_Text provided_:
▶

Artificial & Intelligence
Afya-Yangu AI – Offline Clinical Decision Support for Level 2 & 3 Care
Project Details
CATEGORY
Artificial & Intelligence

1.Problem & Context
Why Afya-Yangu AI?
Kenya’s level 2 and 3 facilities (dispensaries and health centres) are the backbone of primary care, yet clinicians often have limited time and tools to search and interpret national guidelines during a busy shift.
Guidelines exist for child health, maternal and newborn care, TB, HIV, malaria, and NCDs – but they are scattered across PDFs, booklets, and static websites.
The result is:
- Variation in care between facilities and providers.
- Overuse or misuse of antibiotics.
- Missed danger signs and delayed referrals.
Afya-Yangu AI aims to bridge this gap by making Kenyan guidelines “conversational” and available offline at the point of care.
2.Technical Architecture (High-Level)
Under the Hood
- Model: MedGemma SLM, fine-tuned on:
- Synthetic and real QA pairs from Kenyan guidelines.
- Common level 2 & 3 clinical scenarios.
2. Knowledge Base:
- Kenyan level 2 & 3 guidelines converted from PDF to text.
- Chunked and tagged by topic (e.g. child, maternal, HIV, TB, NCD).
- Embedded and stored in a FAISS index for efficient similarity search
3. RAG Pipeline:
- User query → FAISS retrieves top-k relevant chunks → combined into prompt → MedGemma generates answer.
- Deployment:
- Containerised (e.g. Docker) for on-prem or local server.
- Simple REST API for mobile / web front-ends.
4. Governance & Safety:
- Strict prompting: no advice outside Kenyan guidelines; defer or refer when out of scope.
- Logging of queries/answers (de-identified) for quality improvement and audit.

◀

[Stored items]
▶

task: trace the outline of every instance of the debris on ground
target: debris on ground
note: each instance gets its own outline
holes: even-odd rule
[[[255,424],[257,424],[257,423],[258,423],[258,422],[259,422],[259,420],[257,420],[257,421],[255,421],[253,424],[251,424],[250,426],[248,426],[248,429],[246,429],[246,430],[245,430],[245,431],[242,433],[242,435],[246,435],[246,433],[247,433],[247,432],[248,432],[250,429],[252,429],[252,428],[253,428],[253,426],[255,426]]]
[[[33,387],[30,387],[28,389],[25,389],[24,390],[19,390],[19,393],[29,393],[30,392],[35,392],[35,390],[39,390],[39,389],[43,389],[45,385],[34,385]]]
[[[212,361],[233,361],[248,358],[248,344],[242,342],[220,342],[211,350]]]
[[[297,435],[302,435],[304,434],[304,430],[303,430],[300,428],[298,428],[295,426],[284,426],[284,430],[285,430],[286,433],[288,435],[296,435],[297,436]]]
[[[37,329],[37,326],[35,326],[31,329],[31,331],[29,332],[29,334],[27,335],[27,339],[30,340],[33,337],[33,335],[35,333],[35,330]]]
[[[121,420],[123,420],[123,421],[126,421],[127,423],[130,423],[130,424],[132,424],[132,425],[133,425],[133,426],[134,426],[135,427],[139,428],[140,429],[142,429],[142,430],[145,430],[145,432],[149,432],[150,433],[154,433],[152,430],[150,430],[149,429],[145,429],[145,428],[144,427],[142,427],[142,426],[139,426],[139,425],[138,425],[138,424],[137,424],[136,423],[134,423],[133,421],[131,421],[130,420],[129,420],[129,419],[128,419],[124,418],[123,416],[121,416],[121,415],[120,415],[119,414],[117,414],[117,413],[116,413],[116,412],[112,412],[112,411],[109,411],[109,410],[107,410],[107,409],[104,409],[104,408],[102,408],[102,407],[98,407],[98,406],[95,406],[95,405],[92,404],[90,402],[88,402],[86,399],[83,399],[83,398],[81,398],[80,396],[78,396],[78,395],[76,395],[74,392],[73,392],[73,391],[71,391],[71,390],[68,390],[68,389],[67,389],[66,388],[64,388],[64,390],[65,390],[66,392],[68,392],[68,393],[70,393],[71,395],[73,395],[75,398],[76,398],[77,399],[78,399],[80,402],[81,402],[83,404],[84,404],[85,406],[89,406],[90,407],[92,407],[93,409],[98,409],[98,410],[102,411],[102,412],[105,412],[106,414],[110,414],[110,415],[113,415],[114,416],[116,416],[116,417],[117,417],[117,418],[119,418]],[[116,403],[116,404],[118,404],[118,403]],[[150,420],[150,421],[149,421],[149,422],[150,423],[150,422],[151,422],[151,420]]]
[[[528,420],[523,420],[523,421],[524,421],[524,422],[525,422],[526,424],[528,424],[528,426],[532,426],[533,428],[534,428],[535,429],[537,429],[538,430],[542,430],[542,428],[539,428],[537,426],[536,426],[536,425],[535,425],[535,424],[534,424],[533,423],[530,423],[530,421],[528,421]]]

◀

_Task brief_: Decide whether each statement agrees with the Afya-Yangu AI project page, answering yes or no and quoting the words that settle it: (a) the guidelines are converted from PDF to text; (b) logged queries and answers keep patient identities; (c) the tool needs an internet connection at the point of care. The stored items play no part in this.

_Response for this exercise_:
(a) Yes: "Kenyan level 2 & 3 guidelines converted from PDF to text."
(b) No: "Logging of queries/answers (de-identified) for quality improvement and audit."
(c) No: "available offline at the point of care."